- _EXERCISE DESCRIPTION_
When you reach the line containing "390L232 407L244 411L266" in the data below, begin returning lines exactly as written, and stop once the line containing "positive clicks: (165, 618)" has been returned.

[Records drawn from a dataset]
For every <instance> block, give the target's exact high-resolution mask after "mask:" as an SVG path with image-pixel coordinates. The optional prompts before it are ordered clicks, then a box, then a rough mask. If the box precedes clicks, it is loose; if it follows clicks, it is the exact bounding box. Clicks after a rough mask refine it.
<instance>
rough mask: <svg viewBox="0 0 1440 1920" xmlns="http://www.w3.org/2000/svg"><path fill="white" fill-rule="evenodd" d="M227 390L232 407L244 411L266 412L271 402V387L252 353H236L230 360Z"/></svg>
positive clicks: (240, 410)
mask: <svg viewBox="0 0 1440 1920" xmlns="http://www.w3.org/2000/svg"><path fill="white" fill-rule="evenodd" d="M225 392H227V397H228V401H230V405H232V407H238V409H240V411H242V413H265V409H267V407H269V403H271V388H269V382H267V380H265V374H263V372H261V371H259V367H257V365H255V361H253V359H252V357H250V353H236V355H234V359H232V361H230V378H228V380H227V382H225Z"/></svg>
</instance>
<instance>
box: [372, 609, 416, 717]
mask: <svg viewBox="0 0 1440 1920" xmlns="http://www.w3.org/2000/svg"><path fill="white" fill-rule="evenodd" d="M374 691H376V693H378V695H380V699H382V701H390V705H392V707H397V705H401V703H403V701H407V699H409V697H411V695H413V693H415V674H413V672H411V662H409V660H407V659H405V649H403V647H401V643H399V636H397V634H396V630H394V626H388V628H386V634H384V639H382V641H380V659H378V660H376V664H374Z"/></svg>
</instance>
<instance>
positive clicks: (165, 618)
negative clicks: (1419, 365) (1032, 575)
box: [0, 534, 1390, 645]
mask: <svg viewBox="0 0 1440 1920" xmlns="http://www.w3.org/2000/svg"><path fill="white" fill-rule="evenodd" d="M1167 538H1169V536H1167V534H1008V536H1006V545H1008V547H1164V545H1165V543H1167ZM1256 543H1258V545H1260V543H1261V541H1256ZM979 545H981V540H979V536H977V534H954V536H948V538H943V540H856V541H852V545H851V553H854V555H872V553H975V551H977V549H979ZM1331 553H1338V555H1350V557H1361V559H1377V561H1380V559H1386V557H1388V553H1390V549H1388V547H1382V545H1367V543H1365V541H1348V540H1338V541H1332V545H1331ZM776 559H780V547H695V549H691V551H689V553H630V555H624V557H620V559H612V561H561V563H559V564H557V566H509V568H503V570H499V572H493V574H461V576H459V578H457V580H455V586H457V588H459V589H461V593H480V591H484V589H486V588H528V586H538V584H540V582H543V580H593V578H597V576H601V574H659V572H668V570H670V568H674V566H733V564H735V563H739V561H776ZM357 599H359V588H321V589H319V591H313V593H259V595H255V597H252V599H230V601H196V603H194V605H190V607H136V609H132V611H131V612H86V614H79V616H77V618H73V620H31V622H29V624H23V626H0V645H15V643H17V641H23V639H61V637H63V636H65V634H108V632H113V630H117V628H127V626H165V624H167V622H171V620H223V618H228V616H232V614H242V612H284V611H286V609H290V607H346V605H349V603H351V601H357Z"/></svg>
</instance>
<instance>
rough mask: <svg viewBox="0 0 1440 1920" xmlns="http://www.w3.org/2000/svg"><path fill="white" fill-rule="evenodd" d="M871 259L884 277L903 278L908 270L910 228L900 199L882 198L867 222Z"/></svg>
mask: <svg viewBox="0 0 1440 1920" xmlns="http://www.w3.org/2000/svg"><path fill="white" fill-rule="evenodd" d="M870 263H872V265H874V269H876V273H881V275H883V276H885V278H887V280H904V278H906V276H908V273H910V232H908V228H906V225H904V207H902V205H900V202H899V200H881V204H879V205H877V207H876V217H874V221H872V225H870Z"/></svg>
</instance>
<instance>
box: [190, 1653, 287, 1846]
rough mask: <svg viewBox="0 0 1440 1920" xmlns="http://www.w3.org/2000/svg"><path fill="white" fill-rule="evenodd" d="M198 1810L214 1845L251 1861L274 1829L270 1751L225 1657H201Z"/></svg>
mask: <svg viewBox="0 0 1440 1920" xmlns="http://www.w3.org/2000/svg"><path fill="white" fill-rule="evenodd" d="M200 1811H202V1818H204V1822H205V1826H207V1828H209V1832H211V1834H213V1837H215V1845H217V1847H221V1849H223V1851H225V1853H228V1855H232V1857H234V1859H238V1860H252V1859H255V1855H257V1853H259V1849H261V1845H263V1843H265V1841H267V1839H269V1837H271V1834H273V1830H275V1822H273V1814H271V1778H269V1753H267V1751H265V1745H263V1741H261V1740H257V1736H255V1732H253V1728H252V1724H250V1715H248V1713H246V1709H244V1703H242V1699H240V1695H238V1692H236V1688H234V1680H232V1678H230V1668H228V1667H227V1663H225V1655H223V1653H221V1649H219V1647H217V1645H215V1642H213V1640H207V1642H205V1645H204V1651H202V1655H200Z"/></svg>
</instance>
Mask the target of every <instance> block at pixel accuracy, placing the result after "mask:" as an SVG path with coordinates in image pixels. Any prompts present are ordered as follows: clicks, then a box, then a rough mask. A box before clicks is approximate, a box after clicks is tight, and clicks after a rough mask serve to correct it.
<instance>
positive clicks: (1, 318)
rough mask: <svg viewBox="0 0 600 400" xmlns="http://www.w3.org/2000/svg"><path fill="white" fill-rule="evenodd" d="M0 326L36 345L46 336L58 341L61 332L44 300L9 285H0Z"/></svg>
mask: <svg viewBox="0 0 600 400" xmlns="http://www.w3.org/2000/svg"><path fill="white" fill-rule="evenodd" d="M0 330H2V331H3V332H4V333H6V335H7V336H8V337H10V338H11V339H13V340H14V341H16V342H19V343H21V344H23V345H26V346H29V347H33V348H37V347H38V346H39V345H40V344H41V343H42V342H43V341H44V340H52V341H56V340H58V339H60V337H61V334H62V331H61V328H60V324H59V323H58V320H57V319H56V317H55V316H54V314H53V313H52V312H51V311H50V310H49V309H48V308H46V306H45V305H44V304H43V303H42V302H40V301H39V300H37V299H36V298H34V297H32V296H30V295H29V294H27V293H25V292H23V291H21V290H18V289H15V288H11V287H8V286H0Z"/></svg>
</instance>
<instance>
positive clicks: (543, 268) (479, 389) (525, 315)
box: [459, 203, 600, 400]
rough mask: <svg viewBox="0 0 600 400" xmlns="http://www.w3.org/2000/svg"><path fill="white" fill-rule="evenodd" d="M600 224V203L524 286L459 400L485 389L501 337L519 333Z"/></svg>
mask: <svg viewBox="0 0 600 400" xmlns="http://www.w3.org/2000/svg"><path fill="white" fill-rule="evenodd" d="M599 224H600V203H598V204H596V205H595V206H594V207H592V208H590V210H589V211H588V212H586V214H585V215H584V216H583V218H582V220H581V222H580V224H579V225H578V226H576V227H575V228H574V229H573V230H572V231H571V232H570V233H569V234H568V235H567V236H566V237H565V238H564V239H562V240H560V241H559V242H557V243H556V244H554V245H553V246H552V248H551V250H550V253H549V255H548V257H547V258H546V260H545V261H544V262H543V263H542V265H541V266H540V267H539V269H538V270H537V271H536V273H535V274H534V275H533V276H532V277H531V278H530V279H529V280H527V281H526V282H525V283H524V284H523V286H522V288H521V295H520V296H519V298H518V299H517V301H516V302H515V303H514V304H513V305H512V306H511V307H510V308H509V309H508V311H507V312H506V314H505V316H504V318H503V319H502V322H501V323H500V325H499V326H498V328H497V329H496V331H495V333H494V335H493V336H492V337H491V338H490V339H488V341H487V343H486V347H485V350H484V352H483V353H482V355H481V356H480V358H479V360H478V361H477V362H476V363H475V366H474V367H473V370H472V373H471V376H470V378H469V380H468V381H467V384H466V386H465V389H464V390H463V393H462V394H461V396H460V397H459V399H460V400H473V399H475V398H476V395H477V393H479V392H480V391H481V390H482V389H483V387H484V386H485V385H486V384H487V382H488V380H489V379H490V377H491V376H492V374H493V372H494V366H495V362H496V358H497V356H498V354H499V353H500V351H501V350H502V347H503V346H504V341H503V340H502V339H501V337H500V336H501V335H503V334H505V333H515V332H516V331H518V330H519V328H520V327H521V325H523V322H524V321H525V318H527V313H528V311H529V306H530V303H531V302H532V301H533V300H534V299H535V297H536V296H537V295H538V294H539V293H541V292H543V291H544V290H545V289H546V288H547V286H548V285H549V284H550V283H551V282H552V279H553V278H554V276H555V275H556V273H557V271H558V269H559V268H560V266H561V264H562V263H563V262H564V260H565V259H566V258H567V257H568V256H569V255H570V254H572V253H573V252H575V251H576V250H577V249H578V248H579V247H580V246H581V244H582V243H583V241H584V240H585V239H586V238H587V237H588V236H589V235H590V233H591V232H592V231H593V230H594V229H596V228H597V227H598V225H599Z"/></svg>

- _RESULT OF THE EXERCISE_
rough mask: <svg viewBox="0 0 1440 1920" xmlns="http://www.w3.org/2000/svg"><path fill="white" fill-rule="evenodd" d="M227 390L232 407L244 411L266 412L271 402V387L252 353H236L230 360Z"/></svg>
positive clicks: (240, 410)
mask: <svg viewBox="0 0 1440 1920" xmlns="http://www.w3.org/2000/svg"><path fill="white" fill-rule="evenodd" d="M225 392H227V397H228V401H230V405H232V407H238V409H240V411H242V413H265V409H267V407H269V403H271V388H269V382H267V380H265V374H263V372H261V371H259V367H257V365H255V361H253V359H252V357H250V353H236V355H234V359H232V361H230V378H228V380H227V382H225Z"/></svg>
</instance>
<instance>
box: [372, 609, 416, 717]
mask: <svg viewBox="0 0 1440 1920" xmlns="http://www.w3.org/2000/svg"><path fill="white" fill-rule="evenodd" d="M374 691H376V693H378V695H380V699H382V701H390V705H392V707H397V705H401V703H403V701H407V699H409V697H411V695H413V693H415V674H413V672H411V662H409V660H407V659H405V649H403V647H401V643H399V636H397V634H396V630H394V626H388V628H386V634H384V639H382V641H380V659H378V660H376V664H374Z"/></svg>
</instance>
<instance>
positive clicks: (165, 618)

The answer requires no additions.